It wasn’t the first time—but it was basically the first time. I thought it was another small press, art
press or whatever, and I didn’t know what Picadour was. Picadour was a very large press, and there was
a huge media thing that was going on. I came over there and I had lived in New York in the art world,
and I had no idea there was any content in my books. I mean, for me to make political jokes, who cared?
I was so immersed in the art world, it was just like a baby making stupid jokes. I never really thought
that I had any politics whatsoever, because the friends I grew up with in the university were very radical
and were part of the Weathermen or SDS or SIL or whatever, and I was al! ways on the periphery. So I always
thought I wasn’t very political at all, that there was no content in my books and I was just working structurally.
I never paid attention to anything else. Suddenly I got to England and I got off the plane and was immediately
taken to a radio show. Nobody said a word to me, it was LBC, Radio 3, which is the news program on the radio
in England. And before anyone said a word to me, they introduced me, “We now have Kathy Acker in the studio,
the most evil woman in the world.” I was like, what the hell? And finally I got this very proper looking
middle-aged woman to say why I was the most evil woman in the world, and it was because I wrote so much about poverty.
That was sort of an entrance into my realizing that I had to look at my content, that I had never looked at my content,
and why I wrote what I wrote.
acm: And up to then you had written
Blood and Guts in High School.
ka: Oh, I’d done
Blood and Guts, I’d done
Great Expectations,
I was in the middle of
Don Quixote when this happened. And it was the first time in my life I had to confront
that I was writing what I was writing. And it changed my writing quite a bit.
acm: That’s really astonishing. On one hand the question is how
it changed your writing, but on the other hand, as a reader, it’s almost unbelievable, you know. You’re obviously
a very smart person, and that you’re not aware at all…
ka: I didn’t want to be aware. Because it’s very dangerous to
be aware; what Eva Kurylik was saying tonight about the irresponsibility of the arts, etc. etc. In away one terribly
wants to be irresponsible because you don’t want to be bombastic, or write from the extrinsic point. You want to write
from the interior point. With writing students who were beginning to write, that’s what I do to free them. You give
them these silly rules and just give them games. It’s was the surrealists did.
acm: So the real deep stuff comes out when they’re not looking.
ka: The surrealists, obviously influenced by Freud, or André Breton, were
looking to get at what I guess we’d call [laughs] content, as opposed to deep structure. When they were looking to do
that they made up these silly games like “the exquisite corpse.” And the only point of the game is to divert what Burroughs
calls “that little bird mind back there,” to divert that extra little mind that Burroughs said is sitting at the hypothalamus.
To get you freed up, so you’re not noticing what you’re doing.

**Labels for object points**
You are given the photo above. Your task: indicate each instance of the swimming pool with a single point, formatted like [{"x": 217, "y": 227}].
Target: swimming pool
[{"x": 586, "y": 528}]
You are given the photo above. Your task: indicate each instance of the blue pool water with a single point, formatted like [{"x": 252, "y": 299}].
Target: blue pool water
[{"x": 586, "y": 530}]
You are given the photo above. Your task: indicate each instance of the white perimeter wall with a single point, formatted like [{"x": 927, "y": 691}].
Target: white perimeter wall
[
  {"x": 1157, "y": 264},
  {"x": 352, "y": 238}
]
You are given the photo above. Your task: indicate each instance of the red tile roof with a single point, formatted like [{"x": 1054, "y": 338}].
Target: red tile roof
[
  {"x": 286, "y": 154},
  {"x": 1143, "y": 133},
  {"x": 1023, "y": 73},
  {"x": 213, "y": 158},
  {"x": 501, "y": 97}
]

**WRITTEN TASKS**
• A. Condense the paragraph in the Kathy Acker interview that begins "It wasn't the first time—but it was basically the first time" into a bulleted list that keeps its main facts.
• B. Resume the Kathy Acker interview in the same conversational manner, starting after its final sentence.

**ANSWERS PROVIDED**
• A.
- She took Picadour for another small art press, but it was a very large press, and a huge media event was underway.
- After living in New York's art world, she believed her books had no content and that nobody cared about her political jokes.
- She had never considered herself political. Her university friends were radical and belonged to the Weathermen, SDS or SIL, but she stayed on the periphery and saw herself as working only structurally.
- When she got off the plane in England, she was taken straight to a radio show on LBC, Radio 3. Without a word to her first, they introduced her as "the most evil woman in the world."
- A proper-looking, middle-aged woman finally explained that the label came from her writing so much about poverty.
- The episode made her realize she had to look at her content, which she had never done, and at why she wrote what she wrote.

• B.
acm: I’ve been reading these things that you have said about your work, and I’ve
been really astonished that all you want to talk about is the system of this and thext and stuff like that. And I said to
myself, this is really surprising because I read the books, and I am moved by them. I care about them.
ka: Just don’t trust authors who play games so we can do what we have to do.
But it’s not just a game. [At first] I really didn’t understand, for instance, why I was slipping gender, why I was slipping
narrative. I had come out of Burroughs, but I wasn’t really writing like Burroughs. And my understanding of why I was writing
the way I was really came from reading, especially
Anti-Oedipus. Both
Anti-Oedipus and the works of Michel Foucault. So it was
reading theory that taught me—Well, it didn’t teach me how to write but it informed me why I was writing the way I was. So, it
gave me a way of going beyond what I was doing. Of proceeding. So, in one way it’s a way of diverting myself.
acm: They you have to find a way to make the work.
ka: And you do what you have to do. So, when someone asks you what you do, you
tell them what you do to make the work.
acm: Another thing that really has interested me is this matter of, what you call,
what I’ve seen you call plagiarism, and your use of other people’s work.
ka: [Laughs] Yeah. It’s not plagiarism—
acm: It’s never seemed to me that you plagiarize in any meaningful sense.
It’s a kind of joyful, loving, joining in to these other texts.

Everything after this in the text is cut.